__To do__. Each entry below is to be given again word for word, with no pictures.

***** Available records

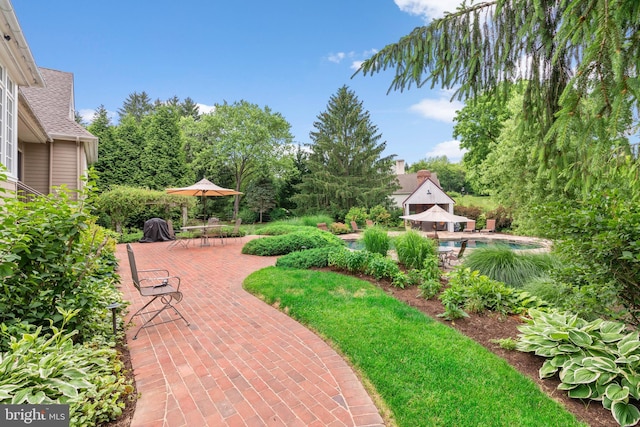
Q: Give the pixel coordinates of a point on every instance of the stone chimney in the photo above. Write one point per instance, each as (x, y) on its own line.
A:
(423, 176)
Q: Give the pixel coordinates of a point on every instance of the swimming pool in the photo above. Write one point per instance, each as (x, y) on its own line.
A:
(472, 243)
(480, 243)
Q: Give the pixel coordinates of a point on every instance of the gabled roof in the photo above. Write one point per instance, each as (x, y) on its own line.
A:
(14, 50)
(409, 182)
(53, 106)
(428, 193)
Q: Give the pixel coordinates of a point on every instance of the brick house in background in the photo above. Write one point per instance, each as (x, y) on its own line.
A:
(420, 191)
(41, 145)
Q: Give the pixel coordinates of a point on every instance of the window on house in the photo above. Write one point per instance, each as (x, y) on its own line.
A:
(8, 114)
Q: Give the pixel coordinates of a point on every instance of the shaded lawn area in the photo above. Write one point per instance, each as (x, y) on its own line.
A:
(427, 373)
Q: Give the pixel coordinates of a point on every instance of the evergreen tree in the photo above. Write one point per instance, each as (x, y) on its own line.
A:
(291, 178)
(450, 175)
(163, 161)
(240, 137)
(130, 143)
(137, 105)
(119, 150)
(102, 128)
(261, 195)
(188, 108)
(346, 165)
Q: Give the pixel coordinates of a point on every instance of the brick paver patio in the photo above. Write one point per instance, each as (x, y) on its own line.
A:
(241, 362)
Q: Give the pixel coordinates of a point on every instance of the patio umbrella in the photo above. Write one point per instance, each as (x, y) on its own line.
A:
(203, 188)
(435, 214)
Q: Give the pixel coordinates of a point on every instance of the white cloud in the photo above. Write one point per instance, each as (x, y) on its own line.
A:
(356, 57)
(336, 57)
(441, 109)
(355, 65)
(205, 109)
(451, 149)
(428, 9)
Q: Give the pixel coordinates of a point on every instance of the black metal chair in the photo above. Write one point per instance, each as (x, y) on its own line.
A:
(158, 286)
(456, 257)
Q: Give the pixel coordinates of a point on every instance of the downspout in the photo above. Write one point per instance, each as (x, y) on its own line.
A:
(78, 164)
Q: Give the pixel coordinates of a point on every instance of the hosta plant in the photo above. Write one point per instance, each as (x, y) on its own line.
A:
(597, 360)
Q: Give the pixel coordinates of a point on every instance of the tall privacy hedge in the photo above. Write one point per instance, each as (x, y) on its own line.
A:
(129, 207)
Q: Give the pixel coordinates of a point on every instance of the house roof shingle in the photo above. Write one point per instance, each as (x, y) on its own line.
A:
(53, 106)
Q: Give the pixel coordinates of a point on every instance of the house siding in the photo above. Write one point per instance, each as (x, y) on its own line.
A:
(65, 159)
(36, 167)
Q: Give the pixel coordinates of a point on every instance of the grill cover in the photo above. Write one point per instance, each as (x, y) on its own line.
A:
(156, 230)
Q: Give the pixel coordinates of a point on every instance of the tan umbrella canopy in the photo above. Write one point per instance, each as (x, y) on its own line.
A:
(203, 188)
(435, 214)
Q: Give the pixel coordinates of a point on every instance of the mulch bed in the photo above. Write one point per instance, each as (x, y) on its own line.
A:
(482, 329)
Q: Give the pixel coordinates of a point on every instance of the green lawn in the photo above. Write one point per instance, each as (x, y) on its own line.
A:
(427, 373)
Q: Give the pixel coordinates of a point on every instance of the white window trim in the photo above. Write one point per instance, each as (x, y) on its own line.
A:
(8, 124)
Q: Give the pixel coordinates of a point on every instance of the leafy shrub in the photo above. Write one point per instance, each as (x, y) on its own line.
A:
(124, 206)
(54, 256)
(379, 267)
(596, 360)
(503, 217)
(307, 220)
(477, 293)
(412, 249)
(281, 228)
(279, 214)
(316, 257)
(430, 288)
(376, 240)
(471, 212)
(359, 215)
(381, 216)
(41, 369)
(501, 263)
(248, 216)
(338, 228)
(506, 343)
(291, 242)
(548, 289)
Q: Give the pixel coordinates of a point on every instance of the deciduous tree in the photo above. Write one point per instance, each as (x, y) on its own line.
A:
(346, 164)
(566, 51)
(241, 137)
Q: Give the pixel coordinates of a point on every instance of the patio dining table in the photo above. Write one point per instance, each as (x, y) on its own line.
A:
(204, 237)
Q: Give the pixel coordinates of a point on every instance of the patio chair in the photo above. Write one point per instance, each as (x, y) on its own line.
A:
(490, 227)
(179, 239)
(456, 257)
(218, 231)
(236, 233)
(470, 227)
(158, 285)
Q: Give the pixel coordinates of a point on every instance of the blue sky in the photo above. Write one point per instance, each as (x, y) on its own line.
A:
(290, 55)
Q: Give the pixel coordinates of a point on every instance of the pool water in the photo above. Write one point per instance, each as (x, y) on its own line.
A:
(473, 243)
(480, 243)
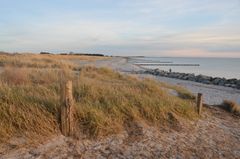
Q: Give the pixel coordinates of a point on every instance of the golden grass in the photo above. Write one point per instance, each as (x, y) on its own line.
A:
(105, 100)
(231, 107)
(44, 61)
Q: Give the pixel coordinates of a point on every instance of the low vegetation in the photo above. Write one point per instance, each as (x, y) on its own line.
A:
(44, 60)
(105, 100)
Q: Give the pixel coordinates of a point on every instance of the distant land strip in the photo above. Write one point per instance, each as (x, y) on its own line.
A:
(165, 64)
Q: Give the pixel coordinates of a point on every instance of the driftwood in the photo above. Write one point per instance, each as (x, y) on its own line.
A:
(67, 109)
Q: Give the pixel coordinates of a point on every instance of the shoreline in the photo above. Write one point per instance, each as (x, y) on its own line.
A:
(233, 83)
(212, 94)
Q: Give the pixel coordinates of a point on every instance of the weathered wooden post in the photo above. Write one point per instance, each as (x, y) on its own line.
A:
(67, 109)
(199, 103)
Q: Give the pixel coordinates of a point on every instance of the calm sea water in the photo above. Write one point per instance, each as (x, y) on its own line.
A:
(215, 67)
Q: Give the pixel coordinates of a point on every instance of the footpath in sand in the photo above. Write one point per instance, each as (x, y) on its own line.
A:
(215, 135)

**********

__Problem solution__.
Q: Give the pixel coordinates of a point on every instance of the stone chimney in the photo above. Write one point per instance, each as (x, y) on its own line.
A:
(423, 176)
Q: Give the pixel coordinates of a point on every instance of the swimming pool in the photo above. Write one point per instance, each as (x, y) on its own line.
A:
(472, 243)
(480, 243)
Q: Give the pixel coordinates of a point on every instance of the gabled roof in the photo above. Write one point per instance, each as (x, y) on its own line.
A:
(14, 50)
(409, 182)
(53, 106)
(428, 193)
Q: Give the pixel coordinates of a point on every instance of the brick house in background in the photo above. Write one point per instance, each as (x, y) on its own line.
A:
(420, 191)
(41, 145)
Q: Give the pixel coordinates of a point on every instance of the window on house in the photo above. Write one point per instance, each as (x, y) on its own line.
A:
(8, 114)
Q: Give the pixel coordinates of a point on every instance of the shaded lawn area in the photo above. Write one point per instance, each as (x, y) on its own line.
A:
(427, 373)
Q: Give the pixel coordinates of a point on every instance of the evergreen tree in the photo above. Write one point per instance, each as (x, y) on its own line.
A:
(291, 178)
(450, 175)
(163, 161)
(240, 137)
(130, 143)
(137, 105)
(119, 150)
(102, 128)
(261, 195)
(188, 108)
(346, 165)
Q: Give the pixel coordinates of a point on every instance of the brick paver patio in the photo above. Write one point per instance, each as (x, y) on its own line.
A:
(241, 362)
Q: Give the pixel coordinates of a point on every instance of the patio umbrella in the photo above. Write one point per instance, each as (x, y) on its own line.
A:
(203, 188)
(435, 214)
Q: Give the pixel coordinates of a point on every instance of the white cloud in the photo above. Write one point per instance, each as (x, y) on its own line.
A:
(356, 57)
(336, 57)
(441, 109)
(355, 65)
(205, 109)
(451, 149)
(428, 9)
Q: Give the pixel coordinates of a point on every instance of the black metal chair in the photo above. Write one point per instance, each as (x, y) on its own line.
A:
(158, 286)
(456, 257)
Q: Give the pixel coordinates of a point on every instance of the downspout in the photo above. Write one point per instance, each as (x, y) on its own line.
A:
(78, 164)
Q: Give the pixel coordinates of a point on every instance of the hosta plant in the photo above. Write one point per instance, each as (x, y) on its own line.
A:
(597, 360)
Q: Give the pixel coordinates of a point on every instance of the tall privacy hedge in the photo above. Write one point per instance, each as (x, y) on its own line.
A:
(129, 207)
Q: Give the pixel coordinates of a point on every instance of the house roof shingle in the photo above. Write one point per instance, each as (x, y) on its own line.
A:
(53, 106)
Q: Give the pixel coordinates of a point on every instance of the house siding in the photo above. Write one point per instance, each as (x, y) on its own line.
A:
(65, 159)
(36, 167)
Q: Give the pixel coordinates of a point on every instance of the grill cover in the photo above. Write one point per instance, each as (x, y) on its own line.
A:
(156, 230)
Q: Give the pixel coordinates of a point on every instance of the tan umbrella canopy in the photo above. Write one point per instance, each as (x, y) on its own line.
A:
(203, 188)
(435, 214)
Q: Give the pixel coordinates of a point on every instance of the mulch bed in the photo above. Write one point per instance, each as (x, y) on its own line.
A:
(482, 329)
Q: Give the pixel coordinates of a point on every instance of the green lawn in the photo above. Write one point per instance, each as (x, y) on its own line.
A:
(427, 373)
Q: Give the pixel coordinates of a point on every instance of the white window trim in the photo above. Write one point per instance, each as (x, y) on its own line.
A:
(8, 124)
Q: Give the pixel coordinates of a point on every instance of the leafy shrub in the photo above. Write one point per instance, each as (x, y) on its own line.
A:
(124, 206)
(54, 256)
(379, 267)
(596, 360)
(503, 217)
(307, 220)
(477, 293)
(412, 249)
(281, 228)
(279, 214)
(316, 257)
(430, 288)
(376, 240)
(471, 212)
(359, 215)
(381, 216)
(41, 369)
(501, 263)
(248, 216)
(338, 228)
(506, 343)
(291, 242)
(548, 289)
Q: Give the pixel coordinates of a point on every instance of the deciduous tree in the photo above. Write one point per instance, each as (x, y) on its own line.
A:
(346, 164)
(566, 51)
(241, 137)
Q: Give the pixel coordinates of a point on every instance of the patio dining table in the photo above. Write one point per instance, each as (x, y) on its own line.
A:
(204, 237)
Q: Give the pixel coordinates of a point on every instance of the patio chair in the photo above. Write one point per instance, each as (x, y) on its own line.
A:
(490, 227)
(179, 239)
(456, 257)
(218, 231)
(236, 233)
(470, 227)
(158, 285)
Q: Give the pixel coordinates of a point on every instance of the blue sky in the photo above. Write one point per instance, each as (x, y) on its own line.
A:
(290, 55)
Q: Give the pixel coordinates of a point on every instance of the pool water in the photo above. Write one point per instance, each as (x, y) on its own line.
A:
(473, 243)
(480, 243)
Q: Give the pixel coordinates of a point on every instance of the golden grass in the photo above. Write one point per instance, each as (x, y) on its own line.
A:
(105, 100)
(231, 107)
(44, 61)
Q: Give the pixel coordinates of a point on every instance of the low vegetation in the photo above. Write one point per instance, each as (x, y) on its own line.
A:
(44, 60)
(105, 100)
Q: Give the pixel coordinates of a point on every instance of the distant land strip in the photo above. Write one point per instance, each as (x, y) on its own line.
A:
(165, 64)
Q: Give the pixel coordinates of a point on every instance of the driftwood in the photo above. Write one point per instance, each as (x, y) on its own line.
A:
(67, 109)
Q: Give the pixel coordinates of a point on every instance of the shoreline in the photo above. Write one point per instance, each as (x, y) on its own line.
A:
(233, 83)
(212, 94)
Q: Give the pixel coordinates of a point on every instance of the weathered wooden post in the photo above. Write one point per instance, each as (x, y) on its own line.
A:
(67, 109)
(199, 103)
Q: Give the pixel coordinates of a point on every instance of the calm sea water in the photo above. Write one point per instance, each as (x, y) on its own line.
A:
(215, 67)
Q: Give the pixel coordinates of a point on every instance of the footpath in sand in the photo above. Write one point per instance, each as (x, y) on its own line.
A:
(215, 135)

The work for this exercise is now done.